§ **YOUR TASK**:
Find every line below with the string "finger" and pick it out.

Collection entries
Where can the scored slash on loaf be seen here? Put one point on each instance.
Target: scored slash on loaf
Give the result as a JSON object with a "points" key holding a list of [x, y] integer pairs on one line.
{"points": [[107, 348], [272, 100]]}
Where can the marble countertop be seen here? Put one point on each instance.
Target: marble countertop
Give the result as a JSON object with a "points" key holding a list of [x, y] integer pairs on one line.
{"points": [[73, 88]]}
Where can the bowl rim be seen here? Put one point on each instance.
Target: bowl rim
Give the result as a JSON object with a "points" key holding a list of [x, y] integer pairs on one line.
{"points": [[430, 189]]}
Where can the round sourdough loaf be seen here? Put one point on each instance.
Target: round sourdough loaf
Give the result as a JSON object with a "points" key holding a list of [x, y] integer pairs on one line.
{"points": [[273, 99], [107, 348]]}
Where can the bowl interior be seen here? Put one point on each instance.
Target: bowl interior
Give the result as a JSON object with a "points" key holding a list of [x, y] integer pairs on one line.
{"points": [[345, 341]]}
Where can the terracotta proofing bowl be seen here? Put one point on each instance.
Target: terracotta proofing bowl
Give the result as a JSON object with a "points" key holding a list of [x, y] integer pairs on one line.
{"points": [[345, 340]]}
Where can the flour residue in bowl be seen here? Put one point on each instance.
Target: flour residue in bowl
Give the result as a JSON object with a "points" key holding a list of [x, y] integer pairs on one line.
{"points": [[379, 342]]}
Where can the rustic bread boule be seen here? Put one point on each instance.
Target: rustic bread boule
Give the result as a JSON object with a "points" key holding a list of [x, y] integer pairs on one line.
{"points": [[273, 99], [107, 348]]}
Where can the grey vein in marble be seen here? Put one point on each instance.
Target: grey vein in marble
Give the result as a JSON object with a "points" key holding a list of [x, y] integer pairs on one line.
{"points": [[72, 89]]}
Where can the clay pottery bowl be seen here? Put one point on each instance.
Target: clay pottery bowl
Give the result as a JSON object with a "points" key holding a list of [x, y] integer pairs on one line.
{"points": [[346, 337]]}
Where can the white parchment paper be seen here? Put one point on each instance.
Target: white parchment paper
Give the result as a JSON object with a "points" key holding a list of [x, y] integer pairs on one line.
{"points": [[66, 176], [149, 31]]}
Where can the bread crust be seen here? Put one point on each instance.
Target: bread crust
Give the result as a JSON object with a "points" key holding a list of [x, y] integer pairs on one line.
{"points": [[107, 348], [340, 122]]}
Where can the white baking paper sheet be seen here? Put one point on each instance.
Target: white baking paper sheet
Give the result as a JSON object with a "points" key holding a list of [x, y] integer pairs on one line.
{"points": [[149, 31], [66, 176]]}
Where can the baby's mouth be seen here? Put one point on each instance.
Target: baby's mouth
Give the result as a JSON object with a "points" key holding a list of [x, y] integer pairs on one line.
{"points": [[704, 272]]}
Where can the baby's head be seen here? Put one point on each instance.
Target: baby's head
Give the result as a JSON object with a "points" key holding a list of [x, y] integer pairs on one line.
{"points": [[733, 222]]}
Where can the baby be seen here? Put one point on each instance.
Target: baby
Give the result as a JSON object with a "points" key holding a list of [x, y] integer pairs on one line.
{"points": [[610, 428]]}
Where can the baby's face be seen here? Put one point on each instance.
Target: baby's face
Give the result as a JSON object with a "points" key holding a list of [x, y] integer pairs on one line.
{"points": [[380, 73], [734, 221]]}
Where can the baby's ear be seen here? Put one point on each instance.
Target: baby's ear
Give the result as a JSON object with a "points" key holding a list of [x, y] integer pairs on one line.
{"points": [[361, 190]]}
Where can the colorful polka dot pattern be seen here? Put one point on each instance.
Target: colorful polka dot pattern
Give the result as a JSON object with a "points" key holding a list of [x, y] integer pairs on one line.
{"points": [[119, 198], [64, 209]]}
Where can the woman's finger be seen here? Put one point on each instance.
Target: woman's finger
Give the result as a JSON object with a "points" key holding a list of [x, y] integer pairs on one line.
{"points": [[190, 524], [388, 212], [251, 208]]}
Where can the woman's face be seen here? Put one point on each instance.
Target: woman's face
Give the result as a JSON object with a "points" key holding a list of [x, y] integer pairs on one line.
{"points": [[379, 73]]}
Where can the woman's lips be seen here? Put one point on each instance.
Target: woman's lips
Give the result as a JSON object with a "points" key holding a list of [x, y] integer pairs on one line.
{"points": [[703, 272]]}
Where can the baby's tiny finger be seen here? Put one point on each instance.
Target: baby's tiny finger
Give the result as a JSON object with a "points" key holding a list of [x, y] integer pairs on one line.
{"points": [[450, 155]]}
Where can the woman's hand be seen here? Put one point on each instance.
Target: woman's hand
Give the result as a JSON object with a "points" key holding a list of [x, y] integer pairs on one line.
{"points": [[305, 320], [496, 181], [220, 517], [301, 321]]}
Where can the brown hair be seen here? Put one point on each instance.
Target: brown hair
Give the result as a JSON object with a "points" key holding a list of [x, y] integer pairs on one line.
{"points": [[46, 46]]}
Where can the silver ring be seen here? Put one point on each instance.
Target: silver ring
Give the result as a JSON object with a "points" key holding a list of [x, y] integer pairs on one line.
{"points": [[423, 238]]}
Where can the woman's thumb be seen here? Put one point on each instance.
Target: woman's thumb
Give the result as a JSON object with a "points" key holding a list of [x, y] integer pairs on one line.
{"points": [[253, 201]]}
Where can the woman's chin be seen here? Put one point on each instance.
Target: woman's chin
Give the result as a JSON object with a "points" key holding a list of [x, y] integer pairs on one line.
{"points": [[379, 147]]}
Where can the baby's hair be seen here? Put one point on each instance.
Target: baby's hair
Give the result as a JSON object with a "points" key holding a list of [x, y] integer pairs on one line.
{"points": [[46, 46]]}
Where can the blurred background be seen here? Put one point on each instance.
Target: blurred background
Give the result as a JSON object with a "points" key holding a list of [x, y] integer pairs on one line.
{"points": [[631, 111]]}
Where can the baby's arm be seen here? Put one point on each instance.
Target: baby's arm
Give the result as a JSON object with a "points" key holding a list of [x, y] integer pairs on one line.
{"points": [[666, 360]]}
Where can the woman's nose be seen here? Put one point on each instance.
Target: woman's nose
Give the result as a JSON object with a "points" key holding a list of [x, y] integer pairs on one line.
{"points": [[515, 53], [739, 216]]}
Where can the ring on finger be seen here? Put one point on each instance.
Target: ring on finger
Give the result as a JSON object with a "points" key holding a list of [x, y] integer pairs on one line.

§ **ANSWER BOX**:
Where can the woman's finger be seen here? Put one point on each instance.
Target: woman's finger
Where can the baby's tiny finger be seen here? Put one point on each instance.
Target: baby's tiny finger
Where can the ring on finger be seen here? Put one point on each instance.
Target: ring on finger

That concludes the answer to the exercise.